Конечно, самой большой властью обладал Королев. Но к нему я идти не мог - слишком высокий уровень. С другой стороны, обращаться ниже, чем к его заму, было бессмысленно - там уже сфера влияния была явно недостаточной. Оставалось узнать, кто из замов может знать либо узнать о том, как отбирают в космонавты. Я начал аккуратно изучать возможности замов. И остановился на Константине Давидовиче Бушуеве, как человеке, во-первых, очень известном, а во-вторых, внимательном к людям. Теперь надо было суметь к нему попасть.
Константин Давидович руководил на предприятии очень широким направлением, и к нему с трудом пробивались даже начальники отделов по служебным делам. В приемной всегда была очередь. Трудность моего положения усугублялась тем, что я шел по личному вопросу и не мог никому, кроме него, рассказать, по какому. Мне помогла его секретарь Нина Александровна. Почему она это сделала - не знаю. Посоветовала придти в приемную вечером, часов в восемь, и обещала пропустить меня после того, как уйдет последний посетитель с делами. Я так и поступил - пришел в семь и ждал. Просторная приемная с добротной старомодной мебелью. В углу - большие напольные часы. Чтобы попасть в кабинет, надо пройти через две двери - сделано для звукоизоляции. В приемной ждали люди: одни с папками документов, другие с чертежами. По выражениям лиц было видно, что все с важными вопросами. Некоторые входили в кабинет, а затем выбегали и опять возвращались с какими-то дополнительными бумагами. Ждать пришлось долго. Я непрерывно проигрывал в голове разные варианты предстоящего разговора. Понимал, что это у меня единственная возможность, которую нельзя упустить. Главное - правильно начать. Надо построить разговор так, чтобы КД (инициалы Бушуева) захотел мне посодействовать.

────

**Задание:** Повторите дословно весь текст о попытке попасть на приём к Бушуеву.

[Данные пространственной локализации]
────

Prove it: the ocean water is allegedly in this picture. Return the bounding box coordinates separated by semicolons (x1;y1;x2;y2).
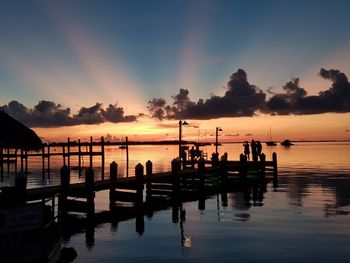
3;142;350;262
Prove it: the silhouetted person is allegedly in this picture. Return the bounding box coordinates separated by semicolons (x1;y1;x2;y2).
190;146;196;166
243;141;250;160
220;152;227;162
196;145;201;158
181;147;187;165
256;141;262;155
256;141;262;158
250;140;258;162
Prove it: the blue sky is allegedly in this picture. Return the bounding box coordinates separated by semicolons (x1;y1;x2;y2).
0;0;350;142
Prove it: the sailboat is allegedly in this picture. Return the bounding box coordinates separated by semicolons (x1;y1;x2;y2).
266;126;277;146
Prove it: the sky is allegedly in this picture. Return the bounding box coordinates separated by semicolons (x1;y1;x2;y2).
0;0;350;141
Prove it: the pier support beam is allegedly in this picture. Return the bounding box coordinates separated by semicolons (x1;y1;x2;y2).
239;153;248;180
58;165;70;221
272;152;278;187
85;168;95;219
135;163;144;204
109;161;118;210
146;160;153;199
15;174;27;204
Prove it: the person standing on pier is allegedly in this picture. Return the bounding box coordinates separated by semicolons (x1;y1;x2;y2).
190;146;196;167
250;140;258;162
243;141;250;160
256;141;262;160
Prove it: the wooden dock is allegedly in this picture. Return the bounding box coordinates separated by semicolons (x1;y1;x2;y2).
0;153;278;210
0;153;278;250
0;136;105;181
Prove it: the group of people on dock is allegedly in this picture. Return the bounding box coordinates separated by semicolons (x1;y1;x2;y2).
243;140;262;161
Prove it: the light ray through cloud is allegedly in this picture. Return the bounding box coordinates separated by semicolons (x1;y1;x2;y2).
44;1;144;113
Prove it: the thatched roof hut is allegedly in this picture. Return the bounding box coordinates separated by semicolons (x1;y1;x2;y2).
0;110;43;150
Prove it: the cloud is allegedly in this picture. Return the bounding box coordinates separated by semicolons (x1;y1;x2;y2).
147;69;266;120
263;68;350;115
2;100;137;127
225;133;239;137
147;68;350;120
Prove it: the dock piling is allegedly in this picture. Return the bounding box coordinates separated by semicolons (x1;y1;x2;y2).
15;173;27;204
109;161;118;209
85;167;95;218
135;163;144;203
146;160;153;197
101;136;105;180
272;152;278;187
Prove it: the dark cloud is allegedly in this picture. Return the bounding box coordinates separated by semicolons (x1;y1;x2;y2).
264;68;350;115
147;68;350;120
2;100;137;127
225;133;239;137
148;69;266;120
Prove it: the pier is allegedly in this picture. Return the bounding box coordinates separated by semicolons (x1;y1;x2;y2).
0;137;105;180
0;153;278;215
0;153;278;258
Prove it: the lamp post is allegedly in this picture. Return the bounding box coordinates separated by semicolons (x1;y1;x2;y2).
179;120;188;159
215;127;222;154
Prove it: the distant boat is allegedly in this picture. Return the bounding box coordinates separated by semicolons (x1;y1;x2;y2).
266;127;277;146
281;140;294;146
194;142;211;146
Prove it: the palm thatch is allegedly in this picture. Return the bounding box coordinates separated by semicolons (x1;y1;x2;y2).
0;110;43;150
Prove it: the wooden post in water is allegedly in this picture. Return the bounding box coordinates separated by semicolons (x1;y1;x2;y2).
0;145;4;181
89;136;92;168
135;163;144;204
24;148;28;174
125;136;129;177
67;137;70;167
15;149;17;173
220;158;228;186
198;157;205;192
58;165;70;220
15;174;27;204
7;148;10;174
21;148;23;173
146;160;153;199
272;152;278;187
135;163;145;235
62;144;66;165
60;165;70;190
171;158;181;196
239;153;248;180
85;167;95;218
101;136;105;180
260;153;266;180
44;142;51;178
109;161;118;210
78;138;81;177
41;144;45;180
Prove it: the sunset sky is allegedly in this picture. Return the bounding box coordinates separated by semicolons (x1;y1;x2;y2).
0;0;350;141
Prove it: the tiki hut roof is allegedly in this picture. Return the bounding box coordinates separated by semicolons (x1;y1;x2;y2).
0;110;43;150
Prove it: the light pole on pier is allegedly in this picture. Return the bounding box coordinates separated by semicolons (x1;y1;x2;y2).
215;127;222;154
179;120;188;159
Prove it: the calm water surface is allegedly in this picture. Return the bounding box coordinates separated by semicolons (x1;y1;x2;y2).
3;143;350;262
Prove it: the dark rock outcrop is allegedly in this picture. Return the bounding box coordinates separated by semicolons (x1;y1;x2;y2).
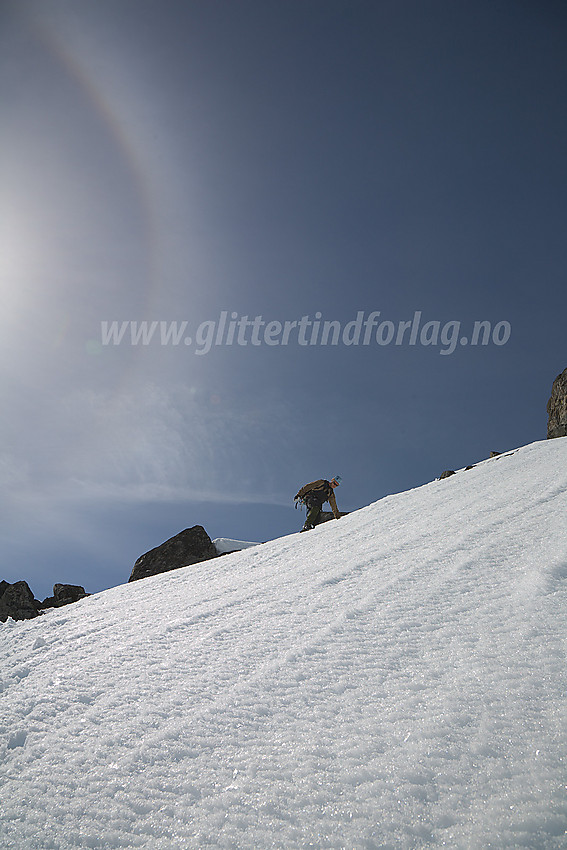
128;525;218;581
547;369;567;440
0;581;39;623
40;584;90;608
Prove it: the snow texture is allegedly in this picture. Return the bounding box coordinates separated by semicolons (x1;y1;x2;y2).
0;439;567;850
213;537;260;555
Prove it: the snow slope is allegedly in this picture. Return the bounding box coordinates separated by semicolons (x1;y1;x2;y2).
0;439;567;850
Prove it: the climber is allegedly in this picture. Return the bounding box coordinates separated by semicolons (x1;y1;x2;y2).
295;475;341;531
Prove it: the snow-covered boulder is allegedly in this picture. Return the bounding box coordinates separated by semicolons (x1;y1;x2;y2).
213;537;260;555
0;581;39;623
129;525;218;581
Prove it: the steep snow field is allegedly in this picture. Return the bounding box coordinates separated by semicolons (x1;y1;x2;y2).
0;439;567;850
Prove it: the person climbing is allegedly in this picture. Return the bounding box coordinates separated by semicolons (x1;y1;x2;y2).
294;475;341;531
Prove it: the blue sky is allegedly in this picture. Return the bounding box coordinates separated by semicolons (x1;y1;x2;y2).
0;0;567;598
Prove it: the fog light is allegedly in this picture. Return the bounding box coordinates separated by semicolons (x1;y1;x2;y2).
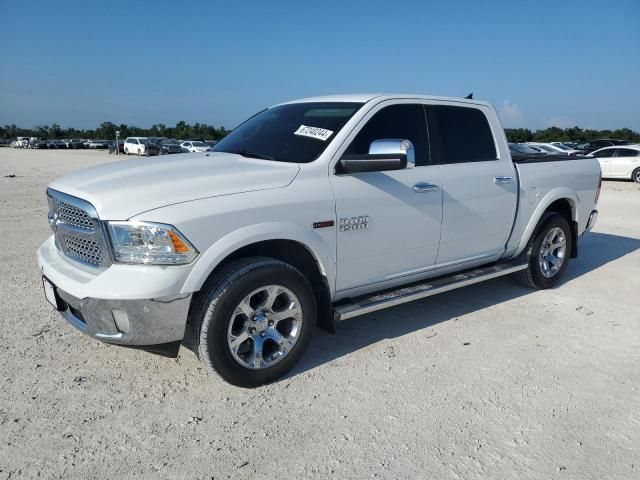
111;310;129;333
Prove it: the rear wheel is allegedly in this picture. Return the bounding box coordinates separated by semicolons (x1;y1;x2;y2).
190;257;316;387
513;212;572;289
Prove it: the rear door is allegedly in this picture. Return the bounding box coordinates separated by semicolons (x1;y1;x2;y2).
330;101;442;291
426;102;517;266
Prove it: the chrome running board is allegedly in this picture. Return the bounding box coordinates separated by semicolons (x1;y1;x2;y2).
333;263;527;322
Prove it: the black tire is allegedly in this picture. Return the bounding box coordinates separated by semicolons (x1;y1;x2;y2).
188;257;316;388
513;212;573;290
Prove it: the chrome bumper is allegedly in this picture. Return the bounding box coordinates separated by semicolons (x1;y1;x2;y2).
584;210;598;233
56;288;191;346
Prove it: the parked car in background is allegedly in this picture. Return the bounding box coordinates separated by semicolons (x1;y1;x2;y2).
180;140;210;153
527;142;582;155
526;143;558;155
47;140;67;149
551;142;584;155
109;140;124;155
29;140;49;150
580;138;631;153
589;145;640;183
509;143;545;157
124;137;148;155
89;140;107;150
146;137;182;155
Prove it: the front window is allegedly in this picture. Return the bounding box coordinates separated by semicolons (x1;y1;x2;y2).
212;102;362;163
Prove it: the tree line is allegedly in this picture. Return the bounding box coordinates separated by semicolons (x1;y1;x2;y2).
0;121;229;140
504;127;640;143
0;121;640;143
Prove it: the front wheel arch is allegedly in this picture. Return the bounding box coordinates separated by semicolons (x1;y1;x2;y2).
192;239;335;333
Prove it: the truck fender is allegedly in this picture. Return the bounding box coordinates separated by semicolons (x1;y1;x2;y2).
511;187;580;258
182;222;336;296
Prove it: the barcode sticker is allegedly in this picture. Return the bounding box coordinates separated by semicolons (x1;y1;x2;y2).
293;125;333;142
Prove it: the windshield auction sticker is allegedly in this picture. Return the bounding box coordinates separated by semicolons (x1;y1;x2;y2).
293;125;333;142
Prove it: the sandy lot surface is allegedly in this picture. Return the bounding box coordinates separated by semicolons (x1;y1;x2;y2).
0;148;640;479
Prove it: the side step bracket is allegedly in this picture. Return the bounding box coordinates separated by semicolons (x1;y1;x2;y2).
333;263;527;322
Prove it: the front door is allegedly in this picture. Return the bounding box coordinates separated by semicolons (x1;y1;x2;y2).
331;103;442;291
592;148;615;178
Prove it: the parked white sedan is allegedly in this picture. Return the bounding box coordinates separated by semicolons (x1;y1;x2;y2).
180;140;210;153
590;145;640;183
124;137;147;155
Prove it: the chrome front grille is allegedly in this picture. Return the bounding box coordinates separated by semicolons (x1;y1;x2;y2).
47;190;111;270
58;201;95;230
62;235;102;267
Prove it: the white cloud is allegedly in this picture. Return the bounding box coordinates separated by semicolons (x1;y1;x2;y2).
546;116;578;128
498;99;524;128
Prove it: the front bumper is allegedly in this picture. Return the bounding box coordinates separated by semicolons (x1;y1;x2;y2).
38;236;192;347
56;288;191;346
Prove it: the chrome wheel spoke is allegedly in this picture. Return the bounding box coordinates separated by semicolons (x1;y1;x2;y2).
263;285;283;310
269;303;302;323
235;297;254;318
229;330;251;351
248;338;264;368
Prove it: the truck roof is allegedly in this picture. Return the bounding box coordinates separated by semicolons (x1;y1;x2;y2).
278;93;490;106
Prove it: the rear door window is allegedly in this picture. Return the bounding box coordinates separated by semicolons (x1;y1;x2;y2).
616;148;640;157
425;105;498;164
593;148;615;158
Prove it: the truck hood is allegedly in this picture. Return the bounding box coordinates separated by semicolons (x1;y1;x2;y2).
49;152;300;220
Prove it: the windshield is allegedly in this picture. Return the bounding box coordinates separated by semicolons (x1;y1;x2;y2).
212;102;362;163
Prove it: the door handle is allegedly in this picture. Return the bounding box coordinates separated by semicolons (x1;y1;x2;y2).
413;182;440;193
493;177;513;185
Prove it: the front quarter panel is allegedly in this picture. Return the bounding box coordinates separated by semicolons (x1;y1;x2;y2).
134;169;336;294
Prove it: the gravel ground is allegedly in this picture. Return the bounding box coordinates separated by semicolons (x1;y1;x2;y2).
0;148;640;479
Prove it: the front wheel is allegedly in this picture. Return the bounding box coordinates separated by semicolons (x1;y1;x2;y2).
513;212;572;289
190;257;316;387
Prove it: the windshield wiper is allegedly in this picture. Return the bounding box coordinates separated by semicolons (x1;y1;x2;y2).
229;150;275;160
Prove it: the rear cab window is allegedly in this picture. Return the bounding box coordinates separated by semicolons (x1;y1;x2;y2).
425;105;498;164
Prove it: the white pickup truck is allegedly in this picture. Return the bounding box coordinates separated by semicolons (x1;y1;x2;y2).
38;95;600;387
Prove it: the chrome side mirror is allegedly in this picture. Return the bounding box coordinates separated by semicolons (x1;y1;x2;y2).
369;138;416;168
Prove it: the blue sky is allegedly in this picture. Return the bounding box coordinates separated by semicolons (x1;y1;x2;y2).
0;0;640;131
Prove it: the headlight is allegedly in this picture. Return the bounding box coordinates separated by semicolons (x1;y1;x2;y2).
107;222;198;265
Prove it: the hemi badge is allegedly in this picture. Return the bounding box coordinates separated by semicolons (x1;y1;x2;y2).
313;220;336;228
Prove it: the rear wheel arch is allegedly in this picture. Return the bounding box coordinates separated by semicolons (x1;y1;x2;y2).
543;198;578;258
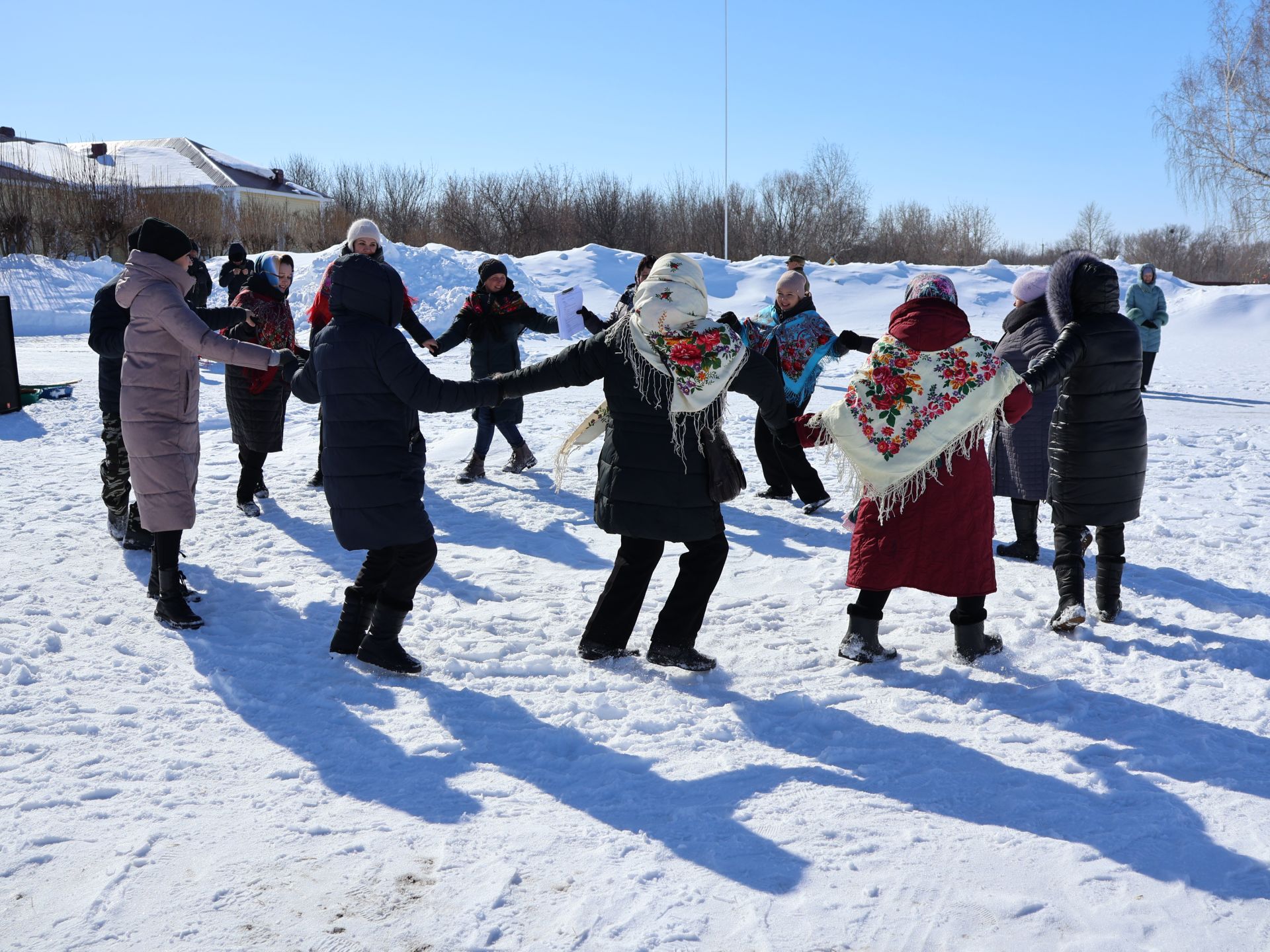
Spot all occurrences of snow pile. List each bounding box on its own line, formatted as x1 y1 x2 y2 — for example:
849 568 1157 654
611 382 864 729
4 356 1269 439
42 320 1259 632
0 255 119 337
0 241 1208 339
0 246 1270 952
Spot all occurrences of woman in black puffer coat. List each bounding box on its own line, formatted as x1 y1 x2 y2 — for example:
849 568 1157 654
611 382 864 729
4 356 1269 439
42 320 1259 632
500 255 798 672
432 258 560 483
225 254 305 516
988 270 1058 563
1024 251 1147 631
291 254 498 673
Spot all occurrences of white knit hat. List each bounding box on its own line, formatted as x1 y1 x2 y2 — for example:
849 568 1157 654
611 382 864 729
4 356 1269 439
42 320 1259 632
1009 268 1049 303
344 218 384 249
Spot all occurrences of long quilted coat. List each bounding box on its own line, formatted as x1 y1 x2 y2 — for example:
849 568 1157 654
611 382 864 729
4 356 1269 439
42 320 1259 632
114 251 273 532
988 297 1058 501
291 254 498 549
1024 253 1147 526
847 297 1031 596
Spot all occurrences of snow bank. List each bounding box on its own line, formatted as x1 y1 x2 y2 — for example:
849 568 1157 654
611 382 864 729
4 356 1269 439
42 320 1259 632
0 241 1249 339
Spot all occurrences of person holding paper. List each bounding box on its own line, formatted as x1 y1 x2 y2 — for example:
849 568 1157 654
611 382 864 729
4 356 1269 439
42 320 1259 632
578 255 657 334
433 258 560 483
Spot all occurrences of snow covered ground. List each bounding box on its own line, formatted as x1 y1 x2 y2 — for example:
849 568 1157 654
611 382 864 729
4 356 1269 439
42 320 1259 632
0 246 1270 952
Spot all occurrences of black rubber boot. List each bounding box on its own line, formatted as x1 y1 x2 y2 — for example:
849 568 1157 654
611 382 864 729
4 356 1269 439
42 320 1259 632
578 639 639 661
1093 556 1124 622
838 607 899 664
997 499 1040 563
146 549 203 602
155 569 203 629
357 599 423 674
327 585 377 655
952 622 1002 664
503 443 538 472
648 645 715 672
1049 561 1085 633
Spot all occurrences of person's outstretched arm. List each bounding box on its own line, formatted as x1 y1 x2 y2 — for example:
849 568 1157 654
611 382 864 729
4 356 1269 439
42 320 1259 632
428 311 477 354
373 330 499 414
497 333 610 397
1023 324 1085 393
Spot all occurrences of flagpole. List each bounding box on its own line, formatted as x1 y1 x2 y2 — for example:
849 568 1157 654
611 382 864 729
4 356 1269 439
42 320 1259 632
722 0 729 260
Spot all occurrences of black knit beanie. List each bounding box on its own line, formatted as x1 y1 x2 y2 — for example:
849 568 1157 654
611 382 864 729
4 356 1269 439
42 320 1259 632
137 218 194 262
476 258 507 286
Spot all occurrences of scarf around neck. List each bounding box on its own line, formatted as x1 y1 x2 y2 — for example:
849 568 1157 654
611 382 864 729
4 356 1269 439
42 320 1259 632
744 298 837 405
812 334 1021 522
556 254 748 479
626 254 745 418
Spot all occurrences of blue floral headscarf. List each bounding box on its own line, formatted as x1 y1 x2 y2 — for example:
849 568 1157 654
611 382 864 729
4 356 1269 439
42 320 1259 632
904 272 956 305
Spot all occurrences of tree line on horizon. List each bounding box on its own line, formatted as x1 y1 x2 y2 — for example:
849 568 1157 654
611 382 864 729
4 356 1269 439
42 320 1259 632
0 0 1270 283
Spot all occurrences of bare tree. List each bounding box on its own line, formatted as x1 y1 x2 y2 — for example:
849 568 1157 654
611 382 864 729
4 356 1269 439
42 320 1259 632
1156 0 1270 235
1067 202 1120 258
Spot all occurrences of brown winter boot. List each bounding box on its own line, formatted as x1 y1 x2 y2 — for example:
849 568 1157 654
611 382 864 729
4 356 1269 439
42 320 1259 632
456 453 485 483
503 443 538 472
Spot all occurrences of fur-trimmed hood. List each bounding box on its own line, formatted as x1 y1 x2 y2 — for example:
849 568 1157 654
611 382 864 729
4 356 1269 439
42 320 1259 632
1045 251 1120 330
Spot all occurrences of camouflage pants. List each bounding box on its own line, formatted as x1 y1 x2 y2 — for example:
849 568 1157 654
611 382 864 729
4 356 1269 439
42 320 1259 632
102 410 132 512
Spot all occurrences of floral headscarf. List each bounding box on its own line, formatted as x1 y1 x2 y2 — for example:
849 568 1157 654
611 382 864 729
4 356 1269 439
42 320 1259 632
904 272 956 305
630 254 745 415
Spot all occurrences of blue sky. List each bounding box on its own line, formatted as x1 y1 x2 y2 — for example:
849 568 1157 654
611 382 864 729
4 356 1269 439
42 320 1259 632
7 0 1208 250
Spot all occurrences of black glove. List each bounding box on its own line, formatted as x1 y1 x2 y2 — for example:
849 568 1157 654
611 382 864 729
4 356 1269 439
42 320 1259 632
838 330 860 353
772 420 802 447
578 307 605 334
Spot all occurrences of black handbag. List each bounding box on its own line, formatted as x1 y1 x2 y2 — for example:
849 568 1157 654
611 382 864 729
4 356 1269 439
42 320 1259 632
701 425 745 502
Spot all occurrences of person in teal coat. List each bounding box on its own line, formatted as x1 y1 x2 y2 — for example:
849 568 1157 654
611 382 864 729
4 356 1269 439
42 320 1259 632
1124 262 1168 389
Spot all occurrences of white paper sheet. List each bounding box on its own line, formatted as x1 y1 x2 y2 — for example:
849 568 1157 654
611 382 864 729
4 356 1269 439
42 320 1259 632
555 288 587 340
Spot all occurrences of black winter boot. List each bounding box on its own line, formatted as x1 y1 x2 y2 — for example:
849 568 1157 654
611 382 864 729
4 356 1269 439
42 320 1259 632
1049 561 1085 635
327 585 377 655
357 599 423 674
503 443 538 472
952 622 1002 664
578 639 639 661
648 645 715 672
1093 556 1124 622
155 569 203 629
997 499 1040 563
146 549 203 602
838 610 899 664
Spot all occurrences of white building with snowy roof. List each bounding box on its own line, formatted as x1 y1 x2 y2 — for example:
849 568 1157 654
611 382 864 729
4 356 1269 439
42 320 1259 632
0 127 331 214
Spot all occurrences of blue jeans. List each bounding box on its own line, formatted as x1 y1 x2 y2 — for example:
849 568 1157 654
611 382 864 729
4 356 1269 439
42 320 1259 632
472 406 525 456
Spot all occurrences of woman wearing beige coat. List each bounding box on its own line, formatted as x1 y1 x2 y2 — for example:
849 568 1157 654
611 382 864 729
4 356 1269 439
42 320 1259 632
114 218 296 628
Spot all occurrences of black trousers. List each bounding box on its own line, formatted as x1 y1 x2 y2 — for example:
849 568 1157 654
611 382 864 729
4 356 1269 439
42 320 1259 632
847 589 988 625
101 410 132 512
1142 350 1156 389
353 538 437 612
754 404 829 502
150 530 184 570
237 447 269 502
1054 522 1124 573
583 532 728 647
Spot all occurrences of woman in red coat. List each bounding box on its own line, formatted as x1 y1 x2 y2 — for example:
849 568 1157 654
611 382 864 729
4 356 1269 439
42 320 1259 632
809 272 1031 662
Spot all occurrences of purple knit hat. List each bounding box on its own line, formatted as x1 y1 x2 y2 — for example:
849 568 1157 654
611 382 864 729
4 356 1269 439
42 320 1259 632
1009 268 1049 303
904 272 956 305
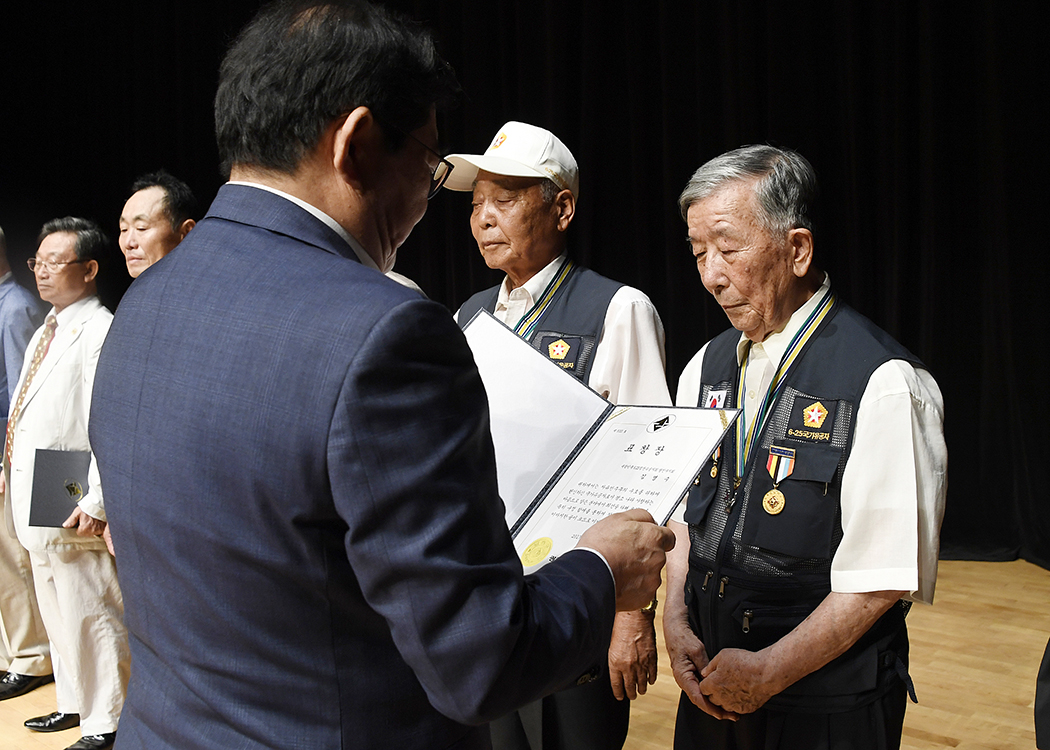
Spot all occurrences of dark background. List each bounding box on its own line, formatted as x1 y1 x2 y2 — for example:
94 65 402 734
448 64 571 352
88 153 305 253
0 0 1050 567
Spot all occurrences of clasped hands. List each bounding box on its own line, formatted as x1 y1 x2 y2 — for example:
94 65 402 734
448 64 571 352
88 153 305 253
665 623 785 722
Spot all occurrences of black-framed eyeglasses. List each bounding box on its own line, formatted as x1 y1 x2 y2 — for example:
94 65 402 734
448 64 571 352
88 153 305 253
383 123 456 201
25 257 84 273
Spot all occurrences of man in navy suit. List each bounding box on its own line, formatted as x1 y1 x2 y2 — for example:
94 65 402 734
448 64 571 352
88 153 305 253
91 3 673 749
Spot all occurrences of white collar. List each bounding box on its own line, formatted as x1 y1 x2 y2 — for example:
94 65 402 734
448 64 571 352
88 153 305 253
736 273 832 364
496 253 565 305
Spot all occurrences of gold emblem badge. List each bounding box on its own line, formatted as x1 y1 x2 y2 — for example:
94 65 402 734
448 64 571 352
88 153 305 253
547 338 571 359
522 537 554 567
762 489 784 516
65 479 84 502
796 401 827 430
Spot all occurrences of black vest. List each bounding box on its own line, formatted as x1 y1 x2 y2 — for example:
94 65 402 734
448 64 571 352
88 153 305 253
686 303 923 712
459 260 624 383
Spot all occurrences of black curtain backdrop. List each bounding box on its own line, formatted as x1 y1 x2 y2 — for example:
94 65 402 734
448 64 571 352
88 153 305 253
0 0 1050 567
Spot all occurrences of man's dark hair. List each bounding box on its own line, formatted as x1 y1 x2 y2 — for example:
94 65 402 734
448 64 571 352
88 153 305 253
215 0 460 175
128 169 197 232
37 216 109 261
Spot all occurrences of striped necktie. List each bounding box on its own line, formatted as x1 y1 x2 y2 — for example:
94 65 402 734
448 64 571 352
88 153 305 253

────

**Решение задачи:**
Конечно, самой большой властью обладал Королев. Но к нему я идти не мог - слишком высокий уровень. С другой стороны, обращаться ниже, чем к его заму, было бессмысленно - там уже сфера влияния была явно недостаточной. Оставалось узнать, кто из замов может знать либо узнать о том, как отбирают в космонавты. Я начал аккуратно изучать возможности замов. И остановился на Константине Давидовиче Бушуеве, как человеке, во-первых, очень известном, а во-вторых, внимательном к людям. Теперь надо было суметь к нему попасть.
Константин Давидович руководил на предприятии очень широким направлением, и к нему с трудом пробивались даже начальники отделов по служебным делам. В приемной всегда была очередь. Трудность моего положения усугублялась тем, что я шел по личному вопросу и не мог никому, кроме него, рассказать, по какому. Мне помогла его секретарь Нина Александровна. Почему она это сделала - не знаю. Посоветовала придти в приемную вечером, часов в восемь, и обещала пропустить меня после того, как уйдет последний посетитель с делами. Я так и поступил - пришел в семь и ждал. Просторная приемная с добротной старомодной мебелью. В углу - большие напольные часы. Чтобы попасть в кабинет, надо пройти через две двери - сделано для звукоизоляции. В приемной ждали люди: одни с папками документов, другие с чертежами. По выражениям лиц было видно, что все с важными вопросами. Некоторые входили в кабинет, а затем выбегали и опять возвращались с какими-то дополнительными бумагами. Ждать пришлось долго. Я непрерывно проигрывал в голове разные варианты предстоящего разговора. Понимал, что это у меня единственная возможность, которую нельзя упустить. Главное - правильно начать. Надо построить разговор так, чтобы КД (инициалы Бушуева) захотел мне посодействовать.